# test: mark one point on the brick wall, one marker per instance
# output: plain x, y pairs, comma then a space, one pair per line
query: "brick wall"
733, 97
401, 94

----

**Task brief:**
Retyping the whole listing exactly is the task here.

**Solution to this task:**
# test: mark one point on the brick wall, one marker per instance
# output: plain x, y pairs, comma then a space, one pair per line
query: "brick wall"
733, 97
401, 94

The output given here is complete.